**WHAT IS BEING ASKED:** If a record holds a picture, drop the picture and copy everything else exactly.

**RECORDED INFORMATION:**

-- -- --

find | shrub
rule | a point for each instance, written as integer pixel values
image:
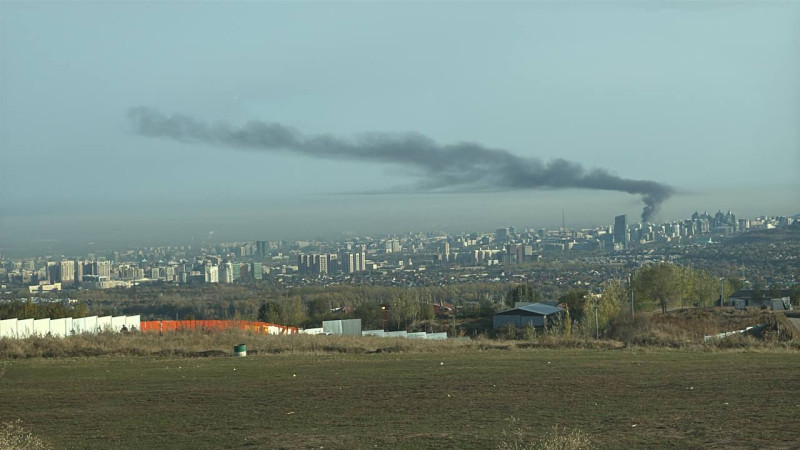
(557, 438)
(14, 437)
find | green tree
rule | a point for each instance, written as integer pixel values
(371, 315)
(609, 304)
(270, 312)
(656, 285)
(575, 300)
(294, 312)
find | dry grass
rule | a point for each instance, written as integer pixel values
(687, 329)
(193, 343)
(677, 329)
(519, 437)
(14, 437)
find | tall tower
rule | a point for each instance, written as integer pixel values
(621, 230)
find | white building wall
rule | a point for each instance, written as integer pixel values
(104, 323)
(8, 328)
(41, 327)
(24, 328)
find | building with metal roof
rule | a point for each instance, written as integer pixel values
(536, 314)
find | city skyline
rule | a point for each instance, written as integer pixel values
(700, 98)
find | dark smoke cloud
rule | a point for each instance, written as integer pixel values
(455, 167)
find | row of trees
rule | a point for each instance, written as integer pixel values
(661, 286)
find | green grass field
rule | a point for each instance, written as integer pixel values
(619, 398)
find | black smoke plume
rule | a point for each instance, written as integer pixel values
(454, 167)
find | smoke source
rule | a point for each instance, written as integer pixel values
(460, 167)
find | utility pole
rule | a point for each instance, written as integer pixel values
(596, 320)
(630, 285)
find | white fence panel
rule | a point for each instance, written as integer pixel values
(311, 331)
(8, 328)
(41, 327)
(379, 333)
(58, 328)
(104, 323)
(133, 322)
(86, 325)
(24, 328)
(117, 323)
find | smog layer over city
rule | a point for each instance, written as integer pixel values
(454, 198)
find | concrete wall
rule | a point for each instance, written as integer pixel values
(8, 328)
(23, 328)
(41, 327)
(104, 323)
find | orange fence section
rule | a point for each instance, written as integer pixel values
(256, 327)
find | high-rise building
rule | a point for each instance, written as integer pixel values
(621, 230)
(78, 271)
(53, 272)
(257, 271)
(102, 269)
(226, 273)
(348, 262)
(211, 273)
(67, 271)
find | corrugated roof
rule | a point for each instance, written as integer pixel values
(536, 308)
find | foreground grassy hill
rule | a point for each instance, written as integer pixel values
(429, 399)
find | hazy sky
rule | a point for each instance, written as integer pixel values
(701, 96)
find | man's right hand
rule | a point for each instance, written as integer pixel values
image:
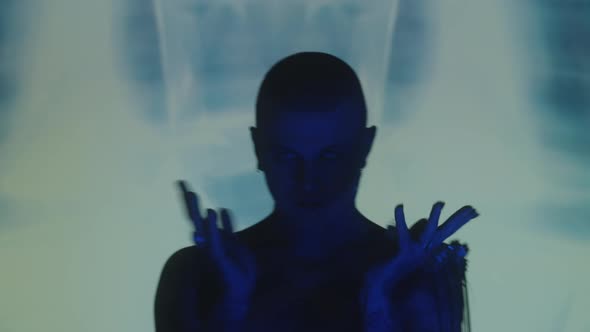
(234, 261)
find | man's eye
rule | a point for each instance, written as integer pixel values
(329, 155)
(287, 156)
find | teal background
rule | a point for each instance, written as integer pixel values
(104, 104)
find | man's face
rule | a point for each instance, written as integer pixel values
(312, 160)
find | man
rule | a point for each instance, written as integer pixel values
(315, 263)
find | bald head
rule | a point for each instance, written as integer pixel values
(310, 82)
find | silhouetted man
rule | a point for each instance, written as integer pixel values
(315, 263)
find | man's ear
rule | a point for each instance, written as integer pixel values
(368, 137)
(255, 135)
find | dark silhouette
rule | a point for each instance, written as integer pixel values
(315, 263)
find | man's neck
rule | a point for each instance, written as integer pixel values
(323, 237)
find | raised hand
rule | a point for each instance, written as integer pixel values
(234, 261)
(412, 254)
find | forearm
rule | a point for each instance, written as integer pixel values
(376, 311)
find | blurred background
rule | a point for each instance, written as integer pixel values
(104, 104)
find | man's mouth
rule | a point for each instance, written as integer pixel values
(309, 204)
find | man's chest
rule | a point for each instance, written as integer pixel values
(324, 297)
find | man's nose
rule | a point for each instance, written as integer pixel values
(306, 176)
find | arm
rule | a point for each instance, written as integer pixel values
(175, 302)
(182, 297)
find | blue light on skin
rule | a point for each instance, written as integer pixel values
(311, 155)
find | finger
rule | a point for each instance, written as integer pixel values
(390, 232)
(191, 202)
(432, 223)
(402, 228)
(213, 236)
(453, 224)
(418, 229)
(226, 221)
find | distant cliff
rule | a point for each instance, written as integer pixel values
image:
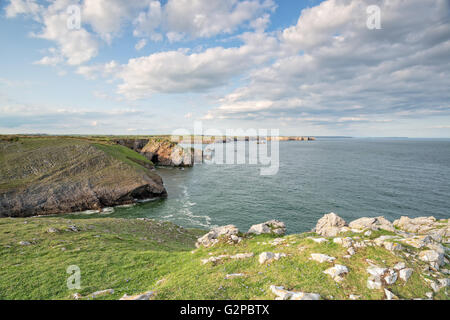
(41, 176)
(162, 151)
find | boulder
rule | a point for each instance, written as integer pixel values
(372, 224)
(283, 294)
(143, 296)
(345, 242)
(268, 227)
(376, 271)
(390, 295)
(405, 274)
(433, 257)
(269, 256)
(329, 225)
(390, 277)
(229, 234)
(399, 266)
(319, 240)
(337, 272)
(234, 275)
(102, 293)
(321, 258)
(422, 225)
(241, 256)
(374, 283)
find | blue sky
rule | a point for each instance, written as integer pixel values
(148, 67)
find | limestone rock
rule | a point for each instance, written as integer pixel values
(422, 225)
(228, 233)
(351, 251)
(345, 242)
(322, 257)
(272, 226)
(241, 256)
(329, 225)
(391, 277)
(215, 260)
(390, 295)
(283, 294)
(399, 266)
(77, 296)
(418, 241)
(319, 240)
(376, 271)
(433, 257)
(143, 296)
(337, 272)
(405, 274)
(372, 224)
(102, 293)
(374, 283)
(268, 256)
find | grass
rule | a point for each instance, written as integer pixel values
(131, 256)
(124, 154)
(31, 160)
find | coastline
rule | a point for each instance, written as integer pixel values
(361, 260)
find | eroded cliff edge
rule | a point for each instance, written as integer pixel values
(42, 176)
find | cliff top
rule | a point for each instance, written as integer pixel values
(146, 256)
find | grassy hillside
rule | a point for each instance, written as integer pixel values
(135, 256)
(47, 175)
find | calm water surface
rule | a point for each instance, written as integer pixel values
(351, 177)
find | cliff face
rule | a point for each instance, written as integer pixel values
(160, 151)
(50, 176)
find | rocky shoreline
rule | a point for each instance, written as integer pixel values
(422, 240)
(52, 176)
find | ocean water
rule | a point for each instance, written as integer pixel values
(351, 177)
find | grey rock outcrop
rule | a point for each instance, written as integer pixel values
(329, 225)
(372, 224)
(228, 234)
(269, 227)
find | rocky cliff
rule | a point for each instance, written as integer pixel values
(162, 151)
(41, 176)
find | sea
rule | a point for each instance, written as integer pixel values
(352, 177)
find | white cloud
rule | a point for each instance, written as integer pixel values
(200, 18)
(178, 71)
(17, 7)
(330, 62)
(141, 44)
(107, 17)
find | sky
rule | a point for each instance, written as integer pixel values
(135, 67)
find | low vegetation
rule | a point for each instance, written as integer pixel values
(134, 256)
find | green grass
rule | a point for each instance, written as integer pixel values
(124, 154)
(131, 256)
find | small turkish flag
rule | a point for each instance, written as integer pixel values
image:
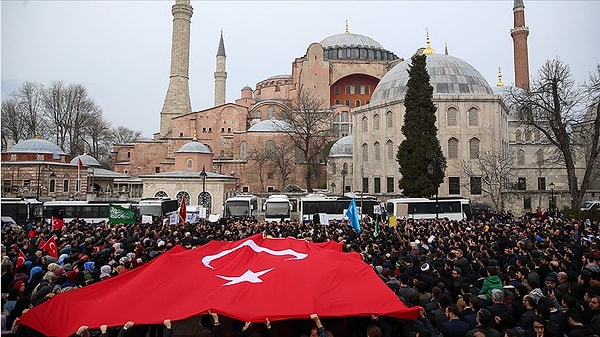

-- -- --

**ANSWER FOR THE TASK:**
find | shrub
rule | a point for each instance, written as integer pixel values
image:
(557, 438)
(14, 437)
find | green tree
rule | a point for each instance, written as integer pixel values
(371, 315)
(609, 304)
(270, 312)
(656, 285)
(575, 300)
(294, 312)
find | dry grass
rule | a point for each instance, written as integer pixel values
(687, 329)
(193, 343)
(677, 329)
(519, 437)
(14, 437)
find | tall tower
rule | a point for each instance, written as integer pixel values
(621, 230)
find | white building wall
rule | a point for each instance, written as integer pixel values
(104, 323)
(8, 328)
(41, 327)
(24, 328)
find | building with metal roof
rule | a point for each instance, written as integer pixel values
(536, 314)
find | city skyline
rule | a point for each instance, written as integer pixel values
(700, 98)
find | dark smoke cloud
rule | a point for each instance, written as integer pixel values
(455, 167)
find | row of trees
rule | a point for each instance, written as integer pixel values
(661, 286)
find | green grass field
rule | a point for each instance, written as integer pixel values
(619, 398)
find | black smoke plume
rule | a point for each instance, written as integer pixel values
(454, 167)
find | smoke source
rule | a point for each instance, written as integer pixel values
(460, 167)
find | utility pole
rule | a point for each instance, written as integer pixel values
(596, 320)
(630, 285)
find | white fence panel
rule | a point for each instance, written as integer pixel values
(311, 331)
(8, 328)
(41, 327)
(379, 333)
(58, 328)
(104, 323)
(133, 322)
(86, 325)
(24, 328)
(117, 323)
find | smog layer over city
rule | a point for each instance, written as integer pixel values
(454, 198)
find | concrete wall
rule | a point for each instance, written as integer pixel values
(8, 328)
(23, 328)
(41, 327)
(104, 323)
find | orange fence section
rule | a point for each instance, written as integer pixel values
(256, 327)
find | high-rise building
rule | a point for each instance, written as integer pixel values
(621, 230)
(78, 271)
(53, 272)
(257, 271)
(102, 269)
(226, 273)
(348, 262)
(211, 273)
(67, 271)
find | corrugated roof
rule | a point for each instance, written as integer pixel values
(536, 308)
find | foreground grassy hill
rule | a point for each instance, written as integer pixel values
(429, 399)
find | hazy sky
rule | a point for each instance, written as integer pixel values
(701, 96)
find | man's right hand
rule | a point for each instance, written as integer pixel values
image:
(234, 261)
find | man's eye
rule | a point for each instance, written as integer pixel values
(329, 155)
(287, 156)
find | teal background
rule | a point for each instance, written as integer pixel values
(104, 104)
find | man's face
rule | a point for each instance, written as integer pixel values
(312, 160)
find | man
rule | a point for each instance, written as integer pixel values
(315, 263)
find | bald head
rule | a point for each instance, written as integer pixel values
(310, 82)
find | silhouetted man
rule | a point for each instance, written as integer pixel values
(315, 263)
find | man's ear
rule | a point for each instance, written as integer pixel values
(368, 137)
(255, 135)
find | dark silhouette
rule | a point for each instance, written as integer pixel values
(315, 263)
find | man's neck
rule | a point for each instance, written as integer pixel values
(323, 237)
find | raised hand
rule | a point for each instance, written as integer pixel values
(234, 261)
(412, 254)
find | forearm
rule | a point for each instance, written as integer pixel values
(376, 311)
find | blurred background
rule | a point for each instance, written as integer pixel values
(104, 104)
find | man's mouth
rule | a point for each instance, written as integer pixel values
(309, 204)
find | man's chest
rule | a point for each instance, written as integer pixel values
(324, 297)
find | man's nose
rule | a point for each instance, written as integer pixel values
(306, 176)
find | arm
rule | a point for each instance, written as integer pixel values
(175, 302)
(182, 297)
find | blue light on skin
rule | a point for each instance, written as integer pixel values
(311, 155)
find | finger
rule | a point for each instance, written as integer pixel values
(390, 232)
(191, 202)
(432, 223)
(402, 228)
(213, 236)
(453, 224)
(418, 229)
(226, 221)
find | distant cliff
rule | a point for each instance, written as integer pixel values
image:
(41, 176)
(162, 151)
find | boulder
rule | a point for each instance, written as integer pixel values
(372, 224)
(283, 294)
(143, 296)
(345, 242)
(268, 227)
(376, 271)
(390, 295)
(405, 274)
(433, 257)
(269, 256)
(329, 225)
(390, 277)
(229, 234)
(399, 266)
(319, 240)
(337, 272)
(234, 275)
(102, 293)
(321, 258)
(422, 225)
(241, 256)
(374, 283)
find | blue sky
rule | a point for each instance, written as integer pixel values
(148, 67)
find | limestone rock
rule | a point for each instance, written as integer pixel values
(422, 225)
(228, 233)
(351, 251)
(345, 242)
(322, 257)
(272, 226)
(241, 256)
(329, 225)
(391, 277)
(215, 260)
(390, 295)
(283, 294)
(399, 266)
(77, 296)
(418, 241)
(319, 240)
(376, 271)
(433, 257)
(143, 296)
(337, 272)
(405, 274)
(372, 224)
(102, 293)
(374, 283)
(268, 256)
find | grass
rule | a point for each instance, written as integer pixel values
(131, 256)
(124, 154)
(31, 160)
find | coastline
rule | a point for each instance, written as integer pixel values
(361, 260)
find | eroded cliff edge
rule | a point for each instance, written as integer pixel values
(42, 176)
find | cliff top
rule | a point for each instance, written as integer pixel values
(146, 256)
find | grassy hillside
rule | a point for each instance, written as integer pixel values
(135, 256)
(47, 175)
find | calm water surface
rule | a point for each instance, written as integer pixel values
(351, 177)
find | cliff face
rule | a point for each instance, written as integer pixel values
(160, 151)
(50, 176)
find | rocky shoreline
rule | a point for each instance, written as integer pixel values
(422, 240)
(52, 176)
find | ocean water
rule | a point for each instance, written as integer pixel values
(351, 177)
find | grey rock outcrop
rule | a point for each instance, written as integer pixel values
(329, 225)
(372, 224)
(228, 234)
(269, 227)
find | rocky cliff
rule | a point for each instance, written as integer pixel values
(162, 151)
(41, 176)
find | sea
rule | a point for each instance, written as integer pixel values
(352, 177)
find | white cloud
rule | a point for each instance, written as integer pixel values
(200, 18)
(178, 71)
(17, 7)
(330, 62)
(141, 44)
(107, 17)
find | sky
rule | a point for each instance, written as integer pixel values
(135, 67)
find | low vegetation
rule | a point for each instance, written as integer pixel values
(134, 256)
find | green grass
rule | a point for each instance, written as integer pixel values
(124, 154)
(131, 256)
find | small turkish flag
rule | a point for each instance, written as integer pixel values
image:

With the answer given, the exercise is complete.